>> Begin DATA SHOWN
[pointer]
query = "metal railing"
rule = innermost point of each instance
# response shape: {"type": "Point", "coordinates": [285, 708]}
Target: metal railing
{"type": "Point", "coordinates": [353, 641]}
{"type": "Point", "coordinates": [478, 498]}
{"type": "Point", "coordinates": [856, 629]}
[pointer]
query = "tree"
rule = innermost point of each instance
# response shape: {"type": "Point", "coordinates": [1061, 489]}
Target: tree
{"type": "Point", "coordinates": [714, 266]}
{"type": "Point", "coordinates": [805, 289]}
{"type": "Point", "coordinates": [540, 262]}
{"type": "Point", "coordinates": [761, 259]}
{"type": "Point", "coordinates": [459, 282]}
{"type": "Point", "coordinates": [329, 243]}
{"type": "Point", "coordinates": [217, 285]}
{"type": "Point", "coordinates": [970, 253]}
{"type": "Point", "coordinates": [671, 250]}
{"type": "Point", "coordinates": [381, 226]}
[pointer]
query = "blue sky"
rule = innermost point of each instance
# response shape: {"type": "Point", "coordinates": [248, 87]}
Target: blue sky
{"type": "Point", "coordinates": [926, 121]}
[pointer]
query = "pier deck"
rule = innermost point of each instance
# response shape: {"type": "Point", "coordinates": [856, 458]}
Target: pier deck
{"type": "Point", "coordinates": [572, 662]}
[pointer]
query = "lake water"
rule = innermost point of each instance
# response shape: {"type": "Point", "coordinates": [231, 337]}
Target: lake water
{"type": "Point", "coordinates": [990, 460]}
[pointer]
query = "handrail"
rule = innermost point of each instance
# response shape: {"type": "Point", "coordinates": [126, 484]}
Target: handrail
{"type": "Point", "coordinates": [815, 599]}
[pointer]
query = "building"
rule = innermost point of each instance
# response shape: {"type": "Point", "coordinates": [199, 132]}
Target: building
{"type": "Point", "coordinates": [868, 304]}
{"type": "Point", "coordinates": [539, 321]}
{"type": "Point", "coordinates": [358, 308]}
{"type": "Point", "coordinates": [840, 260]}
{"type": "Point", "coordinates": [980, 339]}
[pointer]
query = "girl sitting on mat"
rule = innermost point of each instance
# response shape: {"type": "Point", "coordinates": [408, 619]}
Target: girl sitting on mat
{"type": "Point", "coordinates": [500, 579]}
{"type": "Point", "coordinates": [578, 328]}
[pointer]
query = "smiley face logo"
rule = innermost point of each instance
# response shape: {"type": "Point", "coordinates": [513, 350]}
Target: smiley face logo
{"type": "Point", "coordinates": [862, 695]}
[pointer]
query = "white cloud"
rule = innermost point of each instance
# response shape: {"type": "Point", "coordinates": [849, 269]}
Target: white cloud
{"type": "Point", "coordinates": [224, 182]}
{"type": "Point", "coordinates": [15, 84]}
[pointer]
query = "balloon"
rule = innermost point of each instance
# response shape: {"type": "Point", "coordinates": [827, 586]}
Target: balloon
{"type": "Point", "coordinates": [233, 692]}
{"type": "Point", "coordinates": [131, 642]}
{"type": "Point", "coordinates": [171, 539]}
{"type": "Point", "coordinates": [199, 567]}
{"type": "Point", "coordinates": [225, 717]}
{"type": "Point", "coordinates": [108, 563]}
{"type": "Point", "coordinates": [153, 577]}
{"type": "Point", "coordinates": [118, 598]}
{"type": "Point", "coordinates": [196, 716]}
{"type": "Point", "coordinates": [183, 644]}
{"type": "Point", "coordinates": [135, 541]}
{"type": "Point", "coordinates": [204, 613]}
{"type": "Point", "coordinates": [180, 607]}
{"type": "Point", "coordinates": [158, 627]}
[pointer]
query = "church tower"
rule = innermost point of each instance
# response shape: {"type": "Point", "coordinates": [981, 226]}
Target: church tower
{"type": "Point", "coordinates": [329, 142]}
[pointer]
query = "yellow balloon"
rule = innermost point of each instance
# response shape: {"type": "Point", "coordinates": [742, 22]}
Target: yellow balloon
>> End DATA SHOWN
# STATED PROBLEM
Show each line in the entries above that contains the string "railing", copying every such line in full. Case counts.

# ANSWER TO THIS TASK
query = "metal railing"
Target: metal railing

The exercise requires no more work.